WHAT TO PRODUCE -
Starting with the line containing "Expected: one point per instance of the red" and going on through the last line of the entries below, reproduce every line, the descriptive text lines included. In each reproduced line, add -108 to every number in the point coordinates.

■ ■ ■

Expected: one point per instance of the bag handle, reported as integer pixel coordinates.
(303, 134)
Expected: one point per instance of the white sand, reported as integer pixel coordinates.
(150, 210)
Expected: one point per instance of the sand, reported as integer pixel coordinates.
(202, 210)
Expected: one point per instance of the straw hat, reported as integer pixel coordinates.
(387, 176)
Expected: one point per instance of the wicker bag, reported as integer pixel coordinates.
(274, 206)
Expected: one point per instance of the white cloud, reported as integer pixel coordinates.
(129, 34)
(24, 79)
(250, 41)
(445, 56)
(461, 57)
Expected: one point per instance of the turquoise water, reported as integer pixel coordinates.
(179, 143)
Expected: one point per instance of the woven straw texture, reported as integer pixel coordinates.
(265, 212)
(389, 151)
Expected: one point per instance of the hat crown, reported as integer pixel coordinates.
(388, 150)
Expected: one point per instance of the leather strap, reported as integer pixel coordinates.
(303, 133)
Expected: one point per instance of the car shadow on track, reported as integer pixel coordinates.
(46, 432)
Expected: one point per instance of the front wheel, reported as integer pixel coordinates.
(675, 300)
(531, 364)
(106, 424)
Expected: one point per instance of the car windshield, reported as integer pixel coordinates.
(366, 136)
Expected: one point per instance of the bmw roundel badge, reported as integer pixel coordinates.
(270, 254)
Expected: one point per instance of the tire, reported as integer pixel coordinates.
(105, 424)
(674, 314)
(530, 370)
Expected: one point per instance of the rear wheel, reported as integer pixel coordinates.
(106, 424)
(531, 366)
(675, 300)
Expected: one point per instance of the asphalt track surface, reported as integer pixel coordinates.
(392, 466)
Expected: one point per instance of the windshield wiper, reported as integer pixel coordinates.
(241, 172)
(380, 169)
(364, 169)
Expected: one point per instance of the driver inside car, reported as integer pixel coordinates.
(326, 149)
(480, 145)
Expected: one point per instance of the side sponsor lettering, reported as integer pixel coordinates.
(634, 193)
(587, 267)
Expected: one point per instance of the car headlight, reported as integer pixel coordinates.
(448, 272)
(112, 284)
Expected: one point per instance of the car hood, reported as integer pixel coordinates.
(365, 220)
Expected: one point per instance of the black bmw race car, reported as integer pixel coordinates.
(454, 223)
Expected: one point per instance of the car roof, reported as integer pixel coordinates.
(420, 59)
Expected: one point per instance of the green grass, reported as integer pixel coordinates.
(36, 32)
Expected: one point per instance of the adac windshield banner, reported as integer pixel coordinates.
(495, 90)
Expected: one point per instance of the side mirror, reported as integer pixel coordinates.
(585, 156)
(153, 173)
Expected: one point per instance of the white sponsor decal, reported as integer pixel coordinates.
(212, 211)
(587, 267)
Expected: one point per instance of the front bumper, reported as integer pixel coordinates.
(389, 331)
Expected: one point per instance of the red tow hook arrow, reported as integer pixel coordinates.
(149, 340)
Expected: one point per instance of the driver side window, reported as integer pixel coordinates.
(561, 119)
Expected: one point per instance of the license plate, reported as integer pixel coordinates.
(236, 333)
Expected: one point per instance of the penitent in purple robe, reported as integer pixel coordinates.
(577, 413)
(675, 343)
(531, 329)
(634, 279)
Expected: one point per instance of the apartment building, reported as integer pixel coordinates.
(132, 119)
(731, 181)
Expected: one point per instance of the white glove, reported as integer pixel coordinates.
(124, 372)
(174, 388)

■ ■ ■

RESULT FOR THIS EXERCISE -
Expected: one point per instance of the red tow hook arrow, reported as integer pixel coordinates.
(41, 232)
Expected: one point per instance of the driver side window, reported as integer pixel coordinates.
(453, 11)
Expected: one point per instance of the license plate, reported as integer pixel coordinates.
(128, 225)
Expected: one point per instance of the penitent in purple robe, reported as integer pixel coordinates.
(469, 305)
(567, 235)
(423, 221)
(526, 171)
Expected: one point per instance of the apartment building, reported as integer pixel coordinates.
(24, 11)
(623, 73)
Expected: one point per instance of the white glove, reported as integer pixel coordinates.
(16, 264)
(66, 280)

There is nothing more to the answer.